Using the records that appear below, write out exactly the lines from the one with "(43,249) (no space after the comma)." through the one with "Query: distant hill", keeping both end lines.

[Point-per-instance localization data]
=== Section Start ===

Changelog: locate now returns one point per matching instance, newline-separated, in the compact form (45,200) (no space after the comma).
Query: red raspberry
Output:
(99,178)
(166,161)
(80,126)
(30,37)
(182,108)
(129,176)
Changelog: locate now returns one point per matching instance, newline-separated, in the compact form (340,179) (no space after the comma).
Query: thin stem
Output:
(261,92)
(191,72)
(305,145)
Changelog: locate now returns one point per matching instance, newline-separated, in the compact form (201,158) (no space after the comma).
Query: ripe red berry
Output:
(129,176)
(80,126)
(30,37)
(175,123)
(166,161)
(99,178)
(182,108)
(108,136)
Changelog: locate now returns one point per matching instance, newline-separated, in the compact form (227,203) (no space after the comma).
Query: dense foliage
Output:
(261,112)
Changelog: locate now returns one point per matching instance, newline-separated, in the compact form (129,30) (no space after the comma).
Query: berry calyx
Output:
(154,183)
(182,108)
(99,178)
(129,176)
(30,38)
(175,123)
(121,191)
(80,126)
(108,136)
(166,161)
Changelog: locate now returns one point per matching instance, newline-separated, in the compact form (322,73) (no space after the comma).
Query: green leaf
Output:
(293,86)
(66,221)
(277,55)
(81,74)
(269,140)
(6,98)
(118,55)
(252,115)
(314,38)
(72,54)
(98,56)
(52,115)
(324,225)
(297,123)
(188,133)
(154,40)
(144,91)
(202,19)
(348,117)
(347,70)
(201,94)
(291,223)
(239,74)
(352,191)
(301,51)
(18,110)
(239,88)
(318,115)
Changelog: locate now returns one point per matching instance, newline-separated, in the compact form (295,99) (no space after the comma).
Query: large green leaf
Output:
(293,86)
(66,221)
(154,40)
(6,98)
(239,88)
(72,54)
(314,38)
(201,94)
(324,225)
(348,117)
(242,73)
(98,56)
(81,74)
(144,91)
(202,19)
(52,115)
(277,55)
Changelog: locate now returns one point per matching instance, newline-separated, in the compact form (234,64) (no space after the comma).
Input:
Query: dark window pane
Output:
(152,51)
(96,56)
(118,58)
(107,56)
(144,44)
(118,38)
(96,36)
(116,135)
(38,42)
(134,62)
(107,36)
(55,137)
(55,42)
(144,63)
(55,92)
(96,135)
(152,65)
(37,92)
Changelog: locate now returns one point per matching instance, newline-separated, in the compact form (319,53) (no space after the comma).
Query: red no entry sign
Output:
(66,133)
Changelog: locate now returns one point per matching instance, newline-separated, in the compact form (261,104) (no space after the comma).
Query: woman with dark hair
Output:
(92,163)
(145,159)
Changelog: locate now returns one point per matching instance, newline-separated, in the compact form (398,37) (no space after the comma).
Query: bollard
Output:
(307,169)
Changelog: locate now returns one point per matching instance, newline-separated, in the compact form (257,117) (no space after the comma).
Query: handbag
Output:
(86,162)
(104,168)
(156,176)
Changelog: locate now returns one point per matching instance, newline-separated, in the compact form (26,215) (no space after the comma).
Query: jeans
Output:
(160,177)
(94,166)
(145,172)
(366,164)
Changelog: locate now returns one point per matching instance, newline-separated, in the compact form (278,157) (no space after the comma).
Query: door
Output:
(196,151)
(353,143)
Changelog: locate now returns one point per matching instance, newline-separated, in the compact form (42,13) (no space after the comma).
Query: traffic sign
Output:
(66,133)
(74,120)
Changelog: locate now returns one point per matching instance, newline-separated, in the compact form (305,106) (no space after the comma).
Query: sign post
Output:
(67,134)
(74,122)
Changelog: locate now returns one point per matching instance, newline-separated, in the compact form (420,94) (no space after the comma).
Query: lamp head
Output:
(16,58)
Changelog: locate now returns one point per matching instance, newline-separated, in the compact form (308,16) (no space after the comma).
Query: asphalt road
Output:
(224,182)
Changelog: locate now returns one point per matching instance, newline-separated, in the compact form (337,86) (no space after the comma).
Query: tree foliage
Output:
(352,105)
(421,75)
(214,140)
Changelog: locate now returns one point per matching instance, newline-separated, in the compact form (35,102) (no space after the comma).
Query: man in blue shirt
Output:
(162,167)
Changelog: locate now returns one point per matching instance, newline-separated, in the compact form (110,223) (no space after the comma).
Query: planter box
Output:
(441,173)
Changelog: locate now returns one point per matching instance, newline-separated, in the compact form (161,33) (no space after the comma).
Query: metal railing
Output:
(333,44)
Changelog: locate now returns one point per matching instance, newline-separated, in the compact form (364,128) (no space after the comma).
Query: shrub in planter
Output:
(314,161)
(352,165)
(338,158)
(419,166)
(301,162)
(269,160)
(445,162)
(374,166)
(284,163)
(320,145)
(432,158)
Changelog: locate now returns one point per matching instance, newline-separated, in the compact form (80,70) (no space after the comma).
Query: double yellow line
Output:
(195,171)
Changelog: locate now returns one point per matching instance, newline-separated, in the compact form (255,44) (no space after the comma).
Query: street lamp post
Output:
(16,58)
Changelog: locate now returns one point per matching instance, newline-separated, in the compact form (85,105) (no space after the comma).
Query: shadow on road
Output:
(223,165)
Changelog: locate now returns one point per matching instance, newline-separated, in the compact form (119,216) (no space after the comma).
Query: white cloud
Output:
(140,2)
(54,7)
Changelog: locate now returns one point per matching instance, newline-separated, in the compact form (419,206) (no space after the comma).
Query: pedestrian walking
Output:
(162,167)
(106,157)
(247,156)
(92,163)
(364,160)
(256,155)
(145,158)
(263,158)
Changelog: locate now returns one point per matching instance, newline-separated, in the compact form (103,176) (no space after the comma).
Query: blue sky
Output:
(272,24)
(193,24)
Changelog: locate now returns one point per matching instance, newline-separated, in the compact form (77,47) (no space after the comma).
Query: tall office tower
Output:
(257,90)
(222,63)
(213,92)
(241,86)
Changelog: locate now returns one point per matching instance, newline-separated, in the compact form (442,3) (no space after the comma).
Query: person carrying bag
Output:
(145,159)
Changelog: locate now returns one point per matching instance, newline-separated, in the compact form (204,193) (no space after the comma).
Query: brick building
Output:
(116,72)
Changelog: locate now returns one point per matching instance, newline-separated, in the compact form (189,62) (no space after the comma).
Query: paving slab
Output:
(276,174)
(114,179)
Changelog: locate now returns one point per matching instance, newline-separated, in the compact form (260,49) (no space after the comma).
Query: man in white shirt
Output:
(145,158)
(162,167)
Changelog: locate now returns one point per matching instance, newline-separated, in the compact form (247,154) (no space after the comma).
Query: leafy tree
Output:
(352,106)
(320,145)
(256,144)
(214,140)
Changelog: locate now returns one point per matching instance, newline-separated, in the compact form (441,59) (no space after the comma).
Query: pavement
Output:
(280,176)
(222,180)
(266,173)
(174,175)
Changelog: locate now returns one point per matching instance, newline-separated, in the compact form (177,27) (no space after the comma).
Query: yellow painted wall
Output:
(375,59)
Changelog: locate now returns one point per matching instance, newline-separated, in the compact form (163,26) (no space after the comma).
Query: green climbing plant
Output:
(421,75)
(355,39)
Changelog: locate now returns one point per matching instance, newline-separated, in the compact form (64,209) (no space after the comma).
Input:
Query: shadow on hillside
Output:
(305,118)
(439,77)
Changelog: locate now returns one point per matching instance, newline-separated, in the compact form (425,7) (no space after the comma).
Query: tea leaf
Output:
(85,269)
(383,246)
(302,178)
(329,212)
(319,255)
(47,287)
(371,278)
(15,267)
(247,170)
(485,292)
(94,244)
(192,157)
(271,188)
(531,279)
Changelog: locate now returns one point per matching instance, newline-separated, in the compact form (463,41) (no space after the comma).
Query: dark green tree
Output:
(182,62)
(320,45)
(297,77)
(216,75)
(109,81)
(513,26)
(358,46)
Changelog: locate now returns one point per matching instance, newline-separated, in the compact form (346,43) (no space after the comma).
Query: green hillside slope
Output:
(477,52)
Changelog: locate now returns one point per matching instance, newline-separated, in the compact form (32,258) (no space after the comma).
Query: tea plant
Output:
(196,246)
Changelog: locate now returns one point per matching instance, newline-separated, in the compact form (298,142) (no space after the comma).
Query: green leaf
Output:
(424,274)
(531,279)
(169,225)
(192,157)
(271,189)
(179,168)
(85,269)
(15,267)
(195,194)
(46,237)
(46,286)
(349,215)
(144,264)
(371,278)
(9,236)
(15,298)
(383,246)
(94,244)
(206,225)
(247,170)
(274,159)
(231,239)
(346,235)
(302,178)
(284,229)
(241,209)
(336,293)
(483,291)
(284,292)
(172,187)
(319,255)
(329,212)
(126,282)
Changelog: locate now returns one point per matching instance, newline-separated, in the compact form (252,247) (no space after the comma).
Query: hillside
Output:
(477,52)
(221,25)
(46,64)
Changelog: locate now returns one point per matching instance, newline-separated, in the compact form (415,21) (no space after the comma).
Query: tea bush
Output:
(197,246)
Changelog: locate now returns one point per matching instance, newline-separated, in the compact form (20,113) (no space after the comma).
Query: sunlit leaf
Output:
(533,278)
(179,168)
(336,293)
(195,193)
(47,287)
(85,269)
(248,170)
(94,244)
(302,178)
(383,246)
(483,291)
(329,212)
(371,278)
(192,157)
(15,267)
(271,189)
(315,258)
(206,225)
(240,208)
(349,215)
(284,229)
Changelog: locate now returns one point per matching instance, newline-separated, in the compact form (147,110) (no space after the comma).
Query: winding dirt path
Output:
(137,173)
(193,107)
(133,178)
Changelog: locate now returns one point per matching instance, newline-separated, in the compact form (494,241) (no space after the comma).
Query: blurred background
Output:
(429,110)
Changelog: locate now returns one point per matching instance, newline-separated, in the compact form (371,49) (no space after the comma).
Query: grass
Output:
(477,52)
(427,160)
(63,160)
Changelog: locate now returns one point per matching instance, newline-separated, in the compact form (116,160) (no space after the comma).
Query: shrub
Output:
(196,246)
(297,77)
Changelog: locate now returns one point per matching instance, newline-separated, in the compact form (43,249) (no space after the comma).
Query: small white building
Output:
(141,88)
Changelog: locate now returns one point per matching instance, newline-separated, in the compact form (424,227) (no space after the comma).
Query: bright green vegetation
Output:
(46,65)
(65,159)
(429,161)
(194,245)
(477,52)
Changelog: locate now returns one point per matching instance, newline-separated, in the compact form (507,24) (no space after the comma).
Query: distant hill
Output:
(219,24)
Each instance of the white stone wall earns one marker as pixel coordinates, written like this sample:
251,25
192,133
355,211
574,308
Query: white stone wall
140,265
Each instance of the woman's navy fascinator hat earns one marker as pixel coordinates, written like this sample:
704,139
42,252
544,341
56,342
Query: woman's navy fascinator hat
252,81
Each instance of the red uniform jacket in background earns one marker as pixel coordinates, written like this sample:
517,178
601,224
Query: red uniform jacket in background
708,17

=== Section End ===

**YOUR RESPONSE:**
Changelog: locate now returns one point per matching instance, newline-separated, in the compact form (43,249) (no space after the comma).
Query: small white building
Output:
(141,88)
Changelog: locate now returns one point per matching instance, newline-separated, in the compact form (424,227) (no space after the comma).
Query: bright green vegetation
Output:
(46,65)
(65,159)
(429,161)
(194,245)
(477,52)
Changelog: locate now returns one point per matching instance, newline-separated, in the compact form (507,24) (no space after the comma).
Query: distant hill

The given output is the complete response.